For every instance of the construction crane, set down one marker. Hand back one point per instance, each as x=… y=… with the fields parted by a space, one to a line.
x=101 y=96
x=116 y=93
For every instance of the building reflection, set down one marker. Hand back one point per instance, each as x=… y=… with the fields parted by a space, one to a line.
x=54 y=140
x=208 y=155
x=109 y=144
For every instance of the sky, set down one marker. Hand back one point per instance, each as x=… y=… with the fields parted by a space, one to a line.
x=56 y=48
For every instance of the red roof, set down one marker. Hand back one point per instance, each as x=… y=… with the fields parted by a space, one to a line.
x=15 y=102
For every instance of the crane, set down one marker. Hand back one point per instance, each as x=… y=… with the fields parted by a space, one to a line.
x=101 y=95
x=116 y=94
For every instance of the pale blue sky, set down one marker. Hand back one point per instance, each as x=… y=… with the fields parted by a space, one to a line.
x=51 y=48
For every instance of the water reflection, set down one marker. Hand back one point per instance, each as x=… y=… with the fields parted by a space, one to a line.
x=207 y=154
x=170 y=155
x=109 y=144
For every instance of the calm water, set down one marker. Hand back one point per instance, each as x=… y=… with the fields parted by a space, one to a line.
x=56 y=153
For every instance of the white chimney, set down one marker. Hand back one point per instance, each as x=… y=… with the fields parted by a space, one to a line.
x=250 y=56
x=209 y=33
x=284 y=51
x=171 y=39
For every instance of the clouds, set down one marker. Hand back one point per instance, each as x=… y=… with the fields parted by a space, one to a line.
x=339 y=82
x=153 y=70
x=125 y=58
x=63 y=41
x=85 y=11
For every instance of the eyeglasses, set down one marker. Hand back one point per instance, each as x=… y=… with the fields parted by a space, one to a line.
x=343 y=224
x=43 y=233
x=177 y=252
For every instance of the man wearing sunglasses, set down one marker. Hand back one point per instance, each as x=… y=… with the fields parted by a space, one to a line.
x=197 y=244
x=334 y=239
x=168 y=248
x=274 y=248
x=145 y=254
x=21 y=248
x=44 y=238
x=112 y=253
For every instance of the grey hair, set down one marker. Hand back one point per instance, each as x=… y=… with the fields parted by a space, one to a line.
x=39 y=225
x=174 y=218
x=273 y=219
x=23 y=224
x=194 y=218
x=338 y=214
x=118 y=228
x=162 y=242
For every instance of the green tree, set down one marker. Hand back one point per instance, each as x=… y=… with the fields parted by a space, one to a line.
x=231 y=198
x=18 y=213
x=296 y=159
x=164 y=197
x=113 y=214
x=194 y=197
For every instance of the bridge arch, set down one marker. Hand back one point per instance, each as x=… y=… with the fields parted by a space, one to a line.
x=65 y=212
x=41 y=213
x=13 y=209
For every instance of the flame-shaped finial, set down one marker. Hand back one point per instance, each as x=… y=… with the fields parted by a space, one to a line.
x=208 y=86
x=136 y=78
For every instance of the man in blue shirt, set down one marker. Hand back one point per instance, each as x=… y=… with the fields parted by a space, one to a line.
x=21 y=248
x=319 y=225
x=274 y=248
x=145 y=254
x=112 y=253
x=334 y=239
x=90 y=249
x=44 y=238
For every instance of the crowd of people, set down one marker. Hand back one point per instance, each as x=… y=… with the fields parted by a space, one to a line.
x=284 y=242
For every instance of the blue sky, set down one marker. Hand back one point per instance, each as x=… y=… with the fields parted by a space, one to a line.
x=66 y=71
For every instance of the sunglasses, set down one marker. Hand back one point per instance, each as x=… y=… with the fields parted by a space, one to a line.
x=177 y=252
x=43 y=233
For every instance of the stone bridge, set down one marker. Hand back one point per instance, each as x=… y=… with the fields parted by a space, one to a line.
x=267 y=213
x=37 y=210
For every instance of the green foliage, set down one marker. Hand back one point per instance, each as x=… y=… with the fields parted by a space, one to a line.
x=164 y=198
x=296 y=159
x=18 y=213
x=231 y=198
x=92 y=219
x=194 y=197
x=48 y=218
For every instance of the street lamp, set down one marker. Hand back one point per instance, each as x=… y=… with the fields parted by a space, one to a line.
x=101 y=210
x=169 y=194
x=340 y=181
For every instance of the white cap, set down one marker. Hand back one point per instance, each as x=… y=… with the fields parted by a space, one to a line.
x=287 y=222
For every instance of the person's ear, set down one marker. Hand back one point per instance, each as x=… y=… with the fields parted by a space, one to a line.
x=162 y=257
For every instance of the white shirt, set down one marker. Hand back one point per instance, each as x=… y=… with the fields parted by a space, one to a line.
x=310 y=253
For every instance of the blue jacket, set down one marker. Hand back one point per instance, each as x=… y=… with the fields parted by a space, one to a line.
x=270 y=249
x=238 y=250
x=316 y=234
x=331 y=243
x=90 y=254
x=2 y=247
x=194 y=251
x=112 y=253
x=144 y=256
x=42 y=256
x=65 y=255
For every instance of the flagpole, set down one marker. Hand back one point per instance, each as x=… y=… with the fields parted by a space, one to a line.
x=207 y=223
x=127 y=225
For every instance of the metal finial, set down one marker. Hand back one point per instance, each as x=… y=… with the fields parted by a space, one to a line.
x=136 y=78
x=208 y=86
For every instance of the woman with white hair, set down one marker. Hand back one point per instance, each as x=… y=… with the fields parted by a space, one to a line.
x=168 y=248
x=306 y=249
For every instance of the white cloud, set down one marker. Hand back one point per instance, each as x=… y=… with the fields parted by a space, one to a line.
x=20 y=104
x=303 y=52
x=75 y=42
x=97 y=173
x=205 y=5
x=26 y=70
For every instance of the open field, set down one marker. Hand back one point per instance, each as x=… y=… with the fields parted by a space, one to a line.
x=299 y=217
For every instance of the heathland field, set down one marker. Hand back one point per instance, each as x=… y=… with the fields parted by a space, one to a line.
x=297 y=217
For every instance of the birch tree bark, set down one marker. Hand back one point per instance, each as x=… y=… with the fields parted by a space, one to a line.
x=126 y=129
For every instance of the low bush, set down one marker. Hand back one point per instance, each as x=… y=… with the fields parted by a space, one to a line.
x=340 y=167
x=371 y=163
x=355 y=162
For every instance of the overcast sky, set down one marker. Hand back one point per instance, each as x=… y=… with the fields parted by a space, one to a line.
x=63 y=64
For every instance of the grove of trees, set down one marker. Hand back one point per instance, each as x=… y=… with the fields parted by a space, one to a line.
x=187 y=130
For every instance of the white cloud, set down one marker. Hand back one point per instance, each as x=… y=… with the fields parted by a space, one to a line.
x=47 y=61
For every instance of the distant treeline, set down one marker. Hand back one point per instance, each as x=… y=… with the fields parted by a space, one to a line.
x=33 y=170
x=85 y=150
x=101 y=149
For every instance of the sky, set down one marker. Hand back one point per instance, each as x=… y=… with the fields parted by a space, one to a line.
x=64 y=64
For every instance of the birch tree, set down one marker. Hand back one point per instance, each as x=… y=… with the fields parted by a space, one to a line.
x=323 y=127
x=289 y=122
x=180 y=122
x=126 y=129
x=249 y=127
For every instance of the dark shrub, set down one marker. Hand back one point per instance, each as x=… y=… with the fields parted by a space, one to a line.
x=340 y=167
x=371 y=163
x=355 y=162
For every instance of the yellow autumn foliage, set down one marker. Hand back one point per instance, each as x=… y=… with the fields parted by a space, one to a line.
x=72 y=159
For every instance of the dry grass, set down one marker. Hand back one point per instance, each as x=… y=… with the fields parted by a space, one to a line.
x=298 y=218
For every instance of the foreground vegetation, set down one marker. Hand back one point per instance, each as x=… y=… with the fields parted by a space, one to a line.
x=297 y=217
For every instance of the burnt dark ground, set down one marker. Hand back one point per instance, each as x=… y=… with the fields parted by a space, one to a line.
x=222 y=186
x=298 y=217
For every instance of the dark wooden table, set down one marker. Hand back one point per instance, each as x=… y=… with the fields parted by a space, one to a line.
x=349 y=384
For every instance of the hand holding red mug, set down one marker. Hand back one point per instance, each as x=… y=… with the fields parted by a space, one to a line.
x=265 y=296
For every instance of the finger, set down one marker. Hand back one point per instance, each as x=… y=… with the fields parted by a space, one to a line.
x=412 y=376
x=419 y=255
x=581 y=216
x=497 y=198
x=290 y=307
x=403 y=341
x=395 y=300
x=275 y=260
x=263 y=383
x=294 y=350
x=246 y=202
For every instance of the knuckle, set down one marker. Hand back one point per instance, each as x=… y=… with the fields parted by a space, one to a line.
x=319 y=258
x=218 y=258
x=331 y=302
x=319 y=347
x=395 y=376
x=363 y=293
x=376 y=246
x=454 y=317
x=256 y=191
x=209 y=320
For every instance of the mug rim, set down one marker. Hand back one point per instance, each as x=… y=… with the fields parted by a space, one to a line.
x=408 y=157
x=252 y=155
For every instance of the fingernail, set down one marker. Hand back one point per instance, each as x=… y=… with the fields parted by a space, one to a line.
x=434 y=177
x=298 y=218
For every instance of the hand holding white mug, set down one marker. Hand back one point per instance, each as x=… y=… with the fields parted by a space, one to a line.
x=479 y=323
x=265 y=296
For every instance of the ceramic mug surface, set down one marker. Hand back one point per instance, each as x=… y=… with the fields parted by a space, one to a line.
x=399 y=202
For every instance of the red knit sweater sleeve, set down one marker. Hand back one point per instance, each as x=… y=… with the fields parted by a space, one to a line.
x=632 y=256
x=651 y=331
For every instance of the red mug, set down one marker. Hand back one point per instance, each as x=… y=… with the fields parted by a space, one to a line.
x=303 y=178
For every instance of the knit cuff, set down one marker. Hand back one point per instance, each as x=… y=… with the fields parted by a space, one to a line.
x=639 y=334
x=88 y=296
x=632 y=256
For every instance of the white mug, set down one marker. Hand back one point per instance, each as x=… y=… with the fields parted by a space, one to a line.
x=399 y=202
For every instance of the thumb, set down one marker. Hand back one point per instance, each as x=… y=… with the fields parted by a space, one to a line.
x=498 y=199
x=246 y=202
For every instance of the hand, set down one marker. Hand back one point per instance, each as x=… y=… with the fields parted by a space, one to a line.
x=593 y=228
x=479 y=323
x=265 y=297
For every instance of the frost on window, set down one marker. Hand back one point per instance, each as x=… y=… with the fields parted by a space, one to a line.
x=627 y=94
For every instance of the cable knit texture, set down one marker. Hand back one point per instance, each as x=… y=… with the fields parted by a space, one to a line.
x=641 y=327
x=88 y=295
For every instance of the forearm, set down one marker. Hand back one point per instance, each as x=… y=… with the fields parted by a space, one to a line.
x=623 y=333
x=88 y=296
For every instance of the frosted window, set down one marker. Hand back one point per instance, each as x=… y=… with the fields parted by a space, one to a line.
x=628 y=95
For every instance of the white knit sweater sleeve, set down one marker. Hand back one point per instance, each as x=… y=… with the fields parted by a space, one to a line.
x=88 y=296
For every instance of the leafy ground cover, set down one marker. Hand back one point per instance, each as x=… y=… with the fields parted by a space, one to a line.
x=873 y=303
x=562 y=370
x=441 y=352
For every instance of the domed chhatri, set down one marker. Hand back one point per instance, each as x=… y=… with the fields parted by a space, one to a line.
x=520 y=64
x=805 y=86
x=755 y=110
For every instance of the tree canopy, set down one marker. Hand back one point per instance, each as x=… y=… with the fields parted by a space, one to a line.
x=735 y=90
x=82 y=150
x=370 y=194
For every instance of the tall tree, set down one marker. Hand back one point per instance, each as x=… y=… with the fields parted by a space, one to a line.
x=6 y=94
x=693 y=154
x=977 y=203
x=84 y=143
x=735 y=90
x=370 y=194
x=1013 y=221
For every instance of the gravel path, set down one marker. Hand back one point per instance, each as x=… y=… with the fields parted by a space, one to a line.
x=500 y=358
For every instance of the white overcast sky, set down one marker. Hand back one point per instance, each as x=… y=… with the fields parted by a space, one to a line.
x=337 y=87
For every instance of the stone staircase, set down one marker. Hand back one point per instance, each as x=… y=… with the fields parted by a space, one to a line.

Action item. Your reply should be a verbatim retyping of the lines from the one that holds "For every instance of the frosted" through the last line of the entries.

Result.
For every instance of the frosted window, set down one marker. Hand back one point per instance, each as x=… y=… with the fields parted by a space, one to a line.
x=628 y=95
For every instance of the white knit sweater sleeve, set down one marker. Hand back one point per instance, each as x=… y=… with the fields parted by a space, one to a line.
x=88 y=296
For every instance of the leafy ground cover, set down one marker. Hand back one point per instance, each as x=… y=… with the fields parted by a space, one to a line.
x=873 y=303
x=562 y=370
x=441 y=352
For every instance of the domed chhatri, set down one marker. Hand back one point per instance, each as x=… y=… with the fields parted by a space, one to a line.
x=520 y=64
x=805 y=86
x=755 y=110
For every instance of the tree canopy, set down one marker. Hand back one point per instance, each as x=… y=… with the fields parted by a space, one to a line.
x=735 y=90
x=82 y=150
x=370 y=194
For every instance of the tall tree, set down one marker. Hand back one point per instance, each as x=… y=… with the fields parted by a space, one to a line.
x=6 y=94
x=693 y=154
x=977 y=203
x=84 y=143
x=735 y=90
x=370 y=194
x=1013 y=221
For every instance of the gravel path, set down one marker. Hand back one point per instance, each as x=… y=… with the fields parted by a space, one to a line.
x=500 y=358
For every instance of the white overcast sky, set down one marker. Hand back one point per instance, each as x=… y=… with the fields parted by a space, one to a line.
x=337 y=87
For every instance of the stone staircase, set down one marker. Hand back one point per instance, each as x=… y=… with the fields parted by a space, one to a line.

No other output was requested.